:: ZITIERTER TEXT ::
Dorfklub Elversberg: Kein Bahnhof, kein Balkon, aber ein Traum

Erfolgslauf: Elversberg kommt aus dem Jubeln nicht heraus, zuletzt gab es in der Liga acht Spiele ohne Niederlage.
Gut 15 Kilometer nordöstlich von Saarbrücken liegt Elversberg mit seinen 7.400 Einwohnern. Nützliches Wissen auch das: Es heißt die und nicht der SV Elversberg, weil es formal eine Spielvereinigung ist und kein Sportverein.
Für den Zweitliga-Dritten in Deutschland geht es am Donnerstag (20.30 Uhr/Sat.1 und Sky) zum Hinspiel nach Heidenheim, ehe am Montag der Dorfklub an der Kaiserlinde etwas perfekt machen könnte, woran vor drei Jahren beim Aufstieg aus der Regionalliga keiner geglaubt hat.

:: ANGEZEIGTE DATEN ::
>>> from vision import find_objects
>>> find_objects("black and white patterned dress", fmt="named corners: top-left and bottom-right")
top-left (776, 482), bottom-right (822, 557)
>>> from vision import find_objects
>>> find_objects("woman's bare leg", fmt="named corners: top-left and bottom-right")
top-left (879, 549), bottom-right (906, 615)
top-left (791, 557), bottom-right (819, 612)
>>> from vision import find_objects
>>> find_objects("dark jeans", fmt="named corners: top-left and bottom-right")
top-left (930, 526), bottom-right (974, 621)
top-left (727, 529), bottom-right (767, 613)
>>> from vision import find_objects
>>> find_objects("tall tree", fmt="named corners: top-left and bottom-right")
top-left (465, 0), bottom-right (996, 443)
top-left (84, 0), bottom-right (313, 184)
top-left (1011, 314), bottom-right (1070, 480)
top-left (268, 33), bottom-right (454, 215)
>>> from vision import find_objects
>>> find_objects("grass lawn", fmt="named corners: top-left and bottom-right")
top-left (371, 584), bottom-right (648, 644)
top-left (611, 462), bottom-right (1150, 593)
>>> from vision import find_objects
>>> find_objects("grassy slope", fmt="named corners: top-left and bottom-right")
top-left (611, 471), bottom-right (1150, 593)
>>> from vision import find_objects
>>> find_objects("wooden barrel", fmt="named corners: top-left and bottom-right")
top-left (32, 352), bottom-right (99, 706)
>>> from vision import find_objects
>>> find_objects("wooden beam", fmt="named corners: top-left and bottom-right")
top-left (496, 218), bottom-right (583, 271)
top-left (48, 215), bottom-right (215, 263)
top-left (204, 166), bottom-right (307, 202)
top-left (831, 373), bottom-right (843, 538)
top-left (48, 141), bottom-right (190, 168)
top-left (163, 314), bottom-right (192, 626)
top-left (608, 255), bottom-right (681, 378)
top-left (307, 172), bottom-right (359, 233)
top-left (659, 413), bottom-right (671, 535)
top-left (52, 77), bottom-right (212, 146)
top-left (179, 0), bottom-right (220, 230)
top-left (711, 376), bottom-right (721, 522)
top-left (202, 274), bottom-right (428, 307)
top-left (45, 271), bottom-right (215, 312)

:: SCHRIFTLICHE AUFGABE 1 ::
Gib den Artikel über die SV Elversberg vollständig und wortgetreu wieder.
:: SCHRIFTLICHE AUFGABE 2 ::
Gib an, in wie vielen Zeilen der Auflistung die Zeichenfolge „named“ vorkommt, und beachte dabei Groß- und Kleinschreibung. Nenne bitte nur die Zahl.

:: VOLLSTÄNDIGE LÖSUNG 1 ::
Dorfklub Elversberg: Kein Bahnhof, kein Balkon, aber ein Traum

Erfolgslauf: Elversberg kommt aus dem Jubeln nicht heraus, zuletzt gab es in der Liga acht Spiele ohne Niederlage.
Gut 15 Kilometer nordöstlich von Saarbrücken liegt Elversberg mit seinen 7.400 Einwohnern. Nützliches Wissen auch das: Es heißt die und nicht der SV Elversberg, weil es formal eine Spielvereinigung ist und kein Sportverein.
Für den Zweitliga-Dritten in Deutschland geht es am Donnerstag (20.30 Uhr/Sat.1 und Sky) zum Hinspiel nach Heidenheim, ehe am Montag der Dorfklub an der Kaiserlinde etwas perfekt machen könnte, woran vor drei Jahren beim Aufstieg aus der Regionalliga keiner geglaubt hat.

:: VOLLSTÄNDIGE LÖSUNG 2 ::
8